[Aim of the task]: Rewrite the stretch of the wolf text from "With the help" through "for the states.", swapping "beavers" for "otters".

[Text excerpt]:
__________

What we have learned, even with the modest populations that inhabit our nation, is that wolves bring extraordinary ecological benefits to ecosystems. Dozens of world-renowned wildlife biologists and scientists have attested to these benefits in writing to Congress and to the USFWS. Wolves play a critical role their native ecosystems, as anyone who has watched the powerful documentary How Wolves Change Rivers can see. Biologists in Yellowstone have found that wolves move deer and elk populations from overgrazed areas, enabling aspen and willow to reclaim ground for the first time in more than half a century.
With the help of beavers, wolves have restored streams and reduced flooding and bank erosion. In Yellowstone, restored streams have attracted more plants, songbirds, water-wading birds, and moose. Wolf predation helps maintain healthy deer populations, lowering the frequency of deer-auto collisions and the prevalence of crop losses. They cull weak, old, and sick animals from populations and mitigate browsing on vegetation and bringing great vitality to the entire ecosystem. This has the potential to save human lives and tens of millions of dollars for the states.
Wolves also play an additional role in our economy. Thousands of people have been drawn to Michigan’s Isle Royale National Park because of the lure of the storied predator-prey, wolf-moose relationships. The International Wolf Center in Ely, Minn. contributes $3 million to the local economy annually. Annual visitor spending has increased by $35.5 million since the reintroduction of wolves in the states surrounding Yellowstone National Park. The public would rather see wolves celebrated than cut down in their tracks. Many polls show Americans want wolves restored to the American landscape and conserved for future generations.
And although some wolves do occasionally prey on livestock, it’s minimal. Wolves kill account for between just 0.1 percent and 0.6 percent of all livestock deaths. And of all of the world’s top predators, they are among the least threatening to human beings – with no documented attacks by healthy, wild wolves on people in the lower 48 states in the last century.
A relatively recent 25-year Washington State University study found that indiscriminate killing actually increases the tendency of wolves to prey on livestock, in part by breaking up stable wolf packs and allowing younger, less dominant animals to start breeding and expanding into new territories.
Wolves are anything but the rapacious species that their critics caricature. The depth of their misunderstanding of wolves is on par with their overly optimistic reading of their current state of wolf population health. It is premature to remove federal protections for wolves, and we urge the agency to hear the collective voice of the people and not to court more legal confrontations. Wolves need continued federal protection and de-listing at this time is unwarranted and unsupported by the science or the law.

__________

[Supplied information]:
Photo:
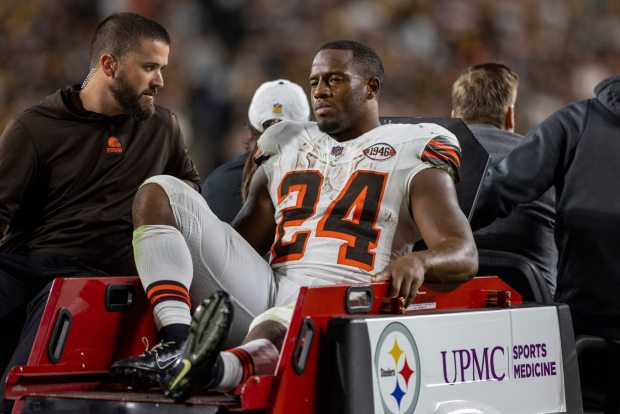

__________

[Response to this task]:
With the help of otters, wolves have restored streams and reduced flooding and bank erosion. In Yellowstone, restored streams have attracted more plants, songbirds, water-wading birds, and moose. Wolf predation helps maintain healthy deer populations, lowering the frequency of deer-auto collisions and the prevalence of crop losses. They cull weak, old, and sick animals from populations and mitigate browsing on vegetation and bringing great vitality to the entire ecosystem. This has the potential to save human lives and tens of millions of dollars for the states.